Input data:
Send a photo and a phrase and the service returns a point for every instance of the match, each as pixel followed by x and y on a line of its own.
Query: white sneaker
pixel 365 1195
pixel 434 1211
---
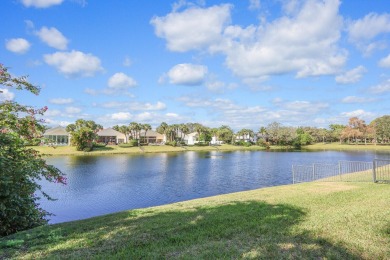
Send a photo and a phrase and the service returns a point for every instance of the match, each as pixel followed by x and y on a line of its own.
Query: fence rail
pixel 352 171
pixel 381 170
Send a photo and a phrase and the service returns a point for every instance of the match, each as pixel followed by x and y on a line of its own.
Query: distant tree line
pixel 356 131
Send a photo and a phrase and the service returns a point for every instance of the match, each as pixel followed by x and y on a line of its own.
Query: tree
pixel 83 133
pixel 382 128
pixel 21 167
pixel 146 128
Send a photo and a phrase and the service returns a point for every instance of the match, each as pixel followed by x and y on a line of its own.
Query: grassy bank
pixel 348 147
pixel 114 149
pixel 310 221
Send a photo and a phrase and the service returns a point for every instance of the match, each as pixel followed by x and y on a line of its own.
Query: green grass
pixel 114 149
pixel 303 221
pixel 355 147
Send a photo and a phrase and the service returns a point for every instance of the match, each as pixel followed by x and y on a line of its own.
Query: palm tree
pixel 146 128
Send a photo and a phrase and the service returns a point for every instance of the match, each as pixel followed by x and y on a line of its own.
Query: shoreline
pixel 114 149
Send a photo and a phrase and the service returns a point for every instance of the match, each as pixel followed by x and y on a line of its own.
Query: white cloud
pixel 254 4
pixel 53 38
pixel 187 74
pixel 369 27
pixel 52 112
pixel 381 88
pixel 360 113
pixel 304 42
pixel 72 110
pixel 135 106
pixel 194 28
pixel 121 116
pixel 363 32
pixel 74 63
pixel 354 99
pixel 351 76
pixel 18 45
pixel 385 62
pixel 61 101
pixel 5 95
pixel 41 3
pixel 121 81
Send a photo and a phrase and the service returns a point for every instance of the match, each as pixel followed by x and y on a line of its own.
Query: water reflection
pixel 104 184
* * *
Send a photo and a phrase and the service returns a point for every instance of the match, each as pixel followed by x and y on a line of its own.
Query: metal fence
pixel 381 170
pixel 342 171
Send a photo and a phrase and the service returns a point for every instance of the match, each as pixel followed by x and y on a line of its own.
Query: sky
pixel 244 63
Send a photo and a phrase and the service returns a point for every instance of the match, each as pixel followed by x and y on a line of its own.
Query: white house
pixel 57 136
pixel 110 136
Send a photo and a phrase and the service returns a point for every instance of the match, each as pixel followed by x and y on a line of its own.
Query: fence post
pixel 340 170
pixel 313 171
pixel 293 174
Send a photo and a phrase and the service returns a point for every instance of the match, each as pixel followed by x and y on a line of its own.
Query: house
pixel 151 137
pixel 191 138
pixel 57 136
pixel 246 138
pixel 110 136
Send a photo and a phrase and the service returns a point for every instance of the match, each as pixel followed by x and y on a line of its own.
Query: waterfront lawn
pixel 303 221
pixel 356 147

Exercise requirements: How many lines in the entries above contain the string "white"? Reply with the number alone.

Exercise response: 3